→ AVAILABLE DATA:

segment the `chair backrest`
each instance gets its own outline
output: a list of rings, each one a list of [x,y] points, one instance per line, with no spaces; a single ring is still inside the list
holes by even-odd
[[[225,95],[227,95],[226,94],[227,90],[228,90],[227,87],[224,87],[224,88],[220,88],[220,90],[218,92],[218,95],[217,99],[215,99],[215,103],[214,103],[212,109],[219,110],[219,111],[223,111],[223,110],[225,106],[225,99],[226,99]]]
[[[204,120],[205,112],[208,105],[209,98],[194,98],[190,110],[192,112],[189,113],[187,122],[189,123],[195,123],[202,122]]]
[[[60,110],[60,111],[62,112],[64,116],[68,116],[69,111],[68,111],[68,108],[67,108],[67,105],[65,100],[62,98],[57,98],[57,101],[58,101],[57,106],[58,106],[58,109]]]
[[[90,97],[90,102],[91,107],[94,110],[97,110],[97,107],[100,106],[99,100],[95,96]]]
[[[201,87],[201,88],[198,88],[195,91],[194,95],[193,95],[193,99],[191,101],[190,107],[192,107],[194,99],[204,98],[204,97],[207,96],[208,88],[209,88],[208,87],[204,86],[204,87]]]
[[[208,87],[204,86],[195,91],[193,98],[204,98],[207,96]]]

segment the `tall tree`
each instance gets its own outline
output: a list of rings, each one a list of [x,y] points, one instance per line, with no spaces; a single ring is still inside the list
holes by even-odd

→ GIVEN INSTRUCTION: Rewrite all of the entries above as a Markdown table with the columns "Row" and "Line", one line per row numbered in order, omitting blank lines.

→ EXERCISE SOLUTION:
| Row | Line |
|---|---|
| 1 | segment the `chair backrest` |
| 2 | each instance gets its own outline |
| 3 | output: a list of rings, each one a list of [x,y] points, one instance per line, with no spaces; a single ring is still inside the list |
| 4 | holes by even-odd |
| 5 | [[[225,95],[227,95],[226,94],[227,90],[228,90],[227,87],[224,87],[224,88],[220,88],[220,90],[218,92],[218,95],[217,99],[215,99],[215,103],[214,103],[212,109],[219,110],[219,111],[223,111],[223,110],[225,106],[225,99],[226,99]]] |
| 6 | [[[204,120],[205,112],[208,105],[209,98],[194,98],[190,110],[192,112],[189,113],[187,122],[189,123],[195,123],[202,122]]] |
| 7 | [[[60,110],[60,111],[62,112],[64,116],[68,116],[69,111],[68,111],[68,108],[67,108],[67,105],[65,100],[62,98],[57,98],[57,101],[58,101],[57,106],[58,106],[58,109]]] |
| 8 | [[[90,97],[90,102],[91,107],[94,110],[97,110],[97,107],[100,106],[99,100],[95,96]]] |
| 9 | [[[201,87],[201,88],[198,88],[195,91],[194,95],[193,95],[193,99],[191,101],[190,107],[192,107],[194,99],[204,98],[204,97],[207,96],[208,88],[209,88],[208,87],[204,86],[204,87]]] |
| 10 | [[[208,87],[204,86],[195,91],[193,98],[204,98],[207,96]]] |
| 11 | segment the `tall tree` |
| 12 | each instance gets its own outline |
| 13 | output: a list of rings, each one a list of [x,y] points, one instance per line, with no spaces; a single ring is still inside the list |
| 14 | holes by even-odd |